• _WHAT TO PRODUCE_: The reply must reproduce each line below exactly.
------ DATASET RECORDS
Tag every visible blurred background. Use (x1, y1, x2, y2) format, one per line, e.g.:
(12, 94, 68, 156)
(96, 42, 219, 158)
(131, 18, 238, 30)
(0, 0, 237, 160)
------------
• _RESULT_:
Tag every visible blurred background. Use (x1, y1, x2, y2) format, one per line, e.g.:
(12, 94, 68, 156)
(96, 42, 219, 158)
(131, 18, 238, 30)
(0, 0, 237, 160)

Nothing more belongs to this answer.